Records

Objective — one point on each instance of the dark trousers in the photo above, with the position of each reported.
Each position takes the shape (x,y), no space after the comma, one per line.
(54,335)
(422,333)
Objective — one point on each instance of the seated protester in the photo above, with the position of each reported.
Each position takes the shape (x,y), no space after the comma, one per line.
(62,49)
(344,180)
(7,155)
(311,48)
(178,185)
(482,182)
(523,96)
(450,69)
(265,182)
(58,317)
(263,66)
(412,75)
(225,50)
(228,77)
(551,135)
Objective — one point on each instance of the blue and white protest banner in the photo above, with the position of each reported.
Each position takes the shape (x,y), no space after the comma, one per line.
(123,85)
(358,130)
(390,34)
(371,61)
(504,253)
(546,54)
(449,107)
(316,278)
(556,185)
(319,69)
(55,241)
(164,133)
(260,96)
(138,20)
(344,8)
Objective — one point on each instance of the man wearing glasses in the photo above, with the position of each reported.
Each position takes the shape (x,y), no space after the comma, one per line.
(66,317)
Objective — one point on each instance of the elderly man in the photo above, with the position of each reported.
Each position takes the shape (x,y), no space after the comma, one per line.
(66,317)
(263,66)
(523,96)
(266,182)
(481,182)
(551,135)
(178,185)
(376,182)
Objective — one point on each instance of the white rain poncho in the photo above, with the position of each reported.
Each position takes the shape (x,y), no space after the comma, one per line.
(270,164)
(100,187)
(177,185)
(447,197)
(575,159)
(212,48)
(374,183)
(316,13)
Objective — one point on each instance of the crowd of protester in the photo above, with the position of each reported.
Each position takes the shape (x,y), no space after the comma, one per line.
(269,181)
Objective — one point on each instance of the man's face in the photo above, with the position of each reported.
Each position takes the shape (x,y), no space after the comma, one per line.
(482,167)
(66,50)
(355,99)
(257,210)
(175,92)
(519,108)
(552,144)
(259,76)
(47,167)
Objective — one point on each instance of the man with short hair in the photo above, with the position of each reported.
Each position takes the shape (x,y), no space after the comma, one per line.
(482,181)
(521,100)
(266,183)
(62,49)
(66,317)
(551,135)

◆ **What this task involves**: Please pull out every line of the data above and reproduce each one word for word, with nothing changed.

◆ **Written answer**:
Objective — one point on each instance of the dark trousers in the photo above, with the position of each reported.
Each position takes the shape (x,y), no space after the comma, one per line.
(54,335)
(422,333)
Objective — one point on each instance of the seated protester in the photo above, with the position of each reported.
Each position takes the shape (x,y), no space after the comma, one per line.
(62,49)
(344,180)
(7,155)
(311,48)
(178,185)
(482,182)
(523,96)
(450,69)
(265,182)
(58,317)
(263,66)
(412,75)
(225,50)
(228,77)
(551,135)
Objective — one point on each instance of the blue and white protest banner in the photo above, with the position of each reported.
Each position takes the shape (x,y), no space after the comma, one per line.
(123,85)
(358,130)
(390,34)
(371,61)
(504,253)
(546,54)
(449,107)
(316,278)
(556,185)
(319,69)
(55,241)
(164,133)
(260,96)
(138,20)
(344,8)
Objective — one point on each instance of the man wearing glasses in the photo above, with the position of each reported.
Each position takes the shape (x,y), no space after the comma, one per line.
(66,317)
Objective — one point on each instance of the elderly man in the photo above, with the position of each reported.
Each position takes the shape (x,y), no space after the comma, one per line.
(66,317)
(263,66)
(523,96)
(266,182)
(481,182)
(551,135)
(178,185)
(376,182)
Objective — one point on each instance of the white rain poncho in the photo above, with the position of each reported.
Each position takes the shape (x,y), no space after the comma, one per line.
(270,164)
(100,187)
(177,185)
(447,197)
(575,159)
(212,48)
(374,183)
(316,13)
Objective — one point on each instance of the crowd of protester in the photo above, with the position of each reported.
Each position takes the shape (x,y), no space after the comma, one per line.
(269,181)
Objective — one point on each instance of the man's face in the photo above, with the position of each reported.
Each position takes the shape (x,y), no space after the comma, one per line.
(482,167)
(66,50)
(355,99)
(257,210)
(175,92)
(519,108)
(552,144)
(259,76)
(47,167)
Objective — one point on each instance of the man with short hair in the photo above, with the position of each reported.
Each position takes the shape (x,y), no space after the comma, one per line.
(482,181)
(521,100)
(266,183)
(62,49)
(66,317)
(551,135)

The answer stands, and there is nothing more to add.